Work to be completed → Please repeat exactly the lines below from the one containing "the leafy tree" down to the one containing "the grass verge", both included, and nothing else.

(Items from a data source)

◇ ◇ ◇ ◇ ◇ ◇ ◇

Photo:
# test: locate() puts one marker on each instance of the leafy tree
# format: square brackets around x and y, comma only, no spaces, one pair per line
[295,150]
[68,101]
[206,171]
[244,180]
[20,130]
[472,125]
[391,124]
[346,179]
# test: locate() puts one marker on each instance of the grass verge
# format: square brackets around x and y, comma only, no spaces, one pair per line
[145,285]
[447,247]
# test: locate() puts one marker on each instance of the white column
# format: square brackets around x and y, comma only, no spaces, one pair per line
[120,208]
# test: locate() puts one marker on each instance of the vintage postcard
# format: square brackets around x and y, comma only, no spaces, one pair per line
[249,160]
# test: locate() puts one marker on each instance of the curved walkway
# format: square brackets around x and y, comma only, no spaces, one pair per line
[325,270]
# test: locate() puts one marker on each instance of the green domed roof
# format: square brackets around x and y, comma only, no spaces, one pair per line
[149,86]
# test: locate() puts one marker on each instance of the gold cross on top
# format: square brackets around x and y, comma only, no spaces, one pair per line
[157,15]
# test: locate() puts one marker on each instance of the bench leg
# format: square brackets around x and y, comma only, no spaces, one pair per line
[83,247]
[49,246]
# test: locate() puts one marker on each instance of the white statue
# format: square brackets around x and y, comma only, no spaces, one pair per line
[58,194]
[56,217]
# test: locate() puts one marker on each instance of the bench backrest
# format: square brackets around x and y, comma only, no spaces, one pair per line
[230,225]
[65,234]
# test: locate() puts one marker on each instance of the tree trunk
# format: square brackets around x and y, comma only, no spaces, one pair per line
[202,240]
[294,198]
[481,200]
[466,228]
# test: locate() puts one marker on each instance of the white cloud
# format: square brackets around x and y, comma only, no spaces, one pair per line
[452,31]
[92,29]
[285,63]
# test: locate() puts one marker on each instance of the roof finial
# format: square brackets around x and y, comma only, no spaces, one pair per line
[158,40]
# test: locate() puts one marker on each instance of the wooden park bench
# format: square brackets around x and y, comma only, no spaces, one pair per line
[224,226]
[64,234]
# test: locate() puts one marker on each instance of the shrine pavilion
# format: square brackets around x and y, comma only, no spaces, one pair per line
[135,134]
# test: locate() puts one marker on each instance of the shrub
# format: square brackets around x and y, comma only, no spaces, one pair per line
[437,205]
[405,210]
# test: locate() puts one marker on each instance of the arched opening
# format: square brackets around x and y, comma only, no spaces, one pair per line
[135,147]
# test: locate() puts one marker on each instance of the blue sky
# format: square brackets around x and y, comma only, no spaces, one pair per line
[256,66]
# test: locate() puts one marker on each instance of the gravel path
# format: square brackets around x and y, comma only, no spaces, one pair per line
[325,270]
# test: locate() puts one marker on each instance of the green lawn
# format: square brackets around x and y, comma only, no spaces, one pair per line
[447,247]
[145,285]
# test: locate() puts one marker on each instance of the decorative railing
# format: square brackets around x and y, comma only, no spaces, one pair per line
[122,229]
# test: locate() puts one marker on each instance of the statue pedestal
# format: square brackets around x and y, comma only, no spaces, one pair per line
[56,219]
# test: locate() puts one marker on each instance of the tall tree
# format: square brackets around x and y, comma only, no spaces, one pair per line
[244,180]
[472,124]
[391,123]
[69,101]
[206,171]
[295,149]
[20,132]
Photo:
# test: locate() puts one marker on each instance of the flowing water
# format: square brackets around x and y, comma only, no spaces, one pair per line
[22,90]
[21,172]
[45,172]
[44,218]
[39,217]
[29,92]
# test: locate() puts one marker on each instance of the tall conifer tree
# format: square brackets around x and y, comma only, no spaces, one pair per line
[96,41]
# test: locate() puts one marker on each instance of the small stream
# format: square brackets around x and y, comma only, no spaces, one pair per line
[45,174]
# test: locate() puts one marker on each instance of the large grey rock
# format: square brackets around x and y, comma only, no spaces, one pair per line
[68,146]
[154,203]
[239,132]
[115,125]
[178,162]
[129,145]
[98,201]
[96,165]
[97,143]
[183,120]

◇ ◇ ◇ ◇ ◇ ◇ ◇

The answer →
# test: locate() puts one marker on each instance of the leafy tree
# format: square brackets around x and y, comma only, no spaces, one pair per line
[295,150]
[68,101]
[206,171]
[244,180]
[20,130]
[472,125]
[391,124]
[346,179]
# test: locate() puts one marker on each instance of the grass verge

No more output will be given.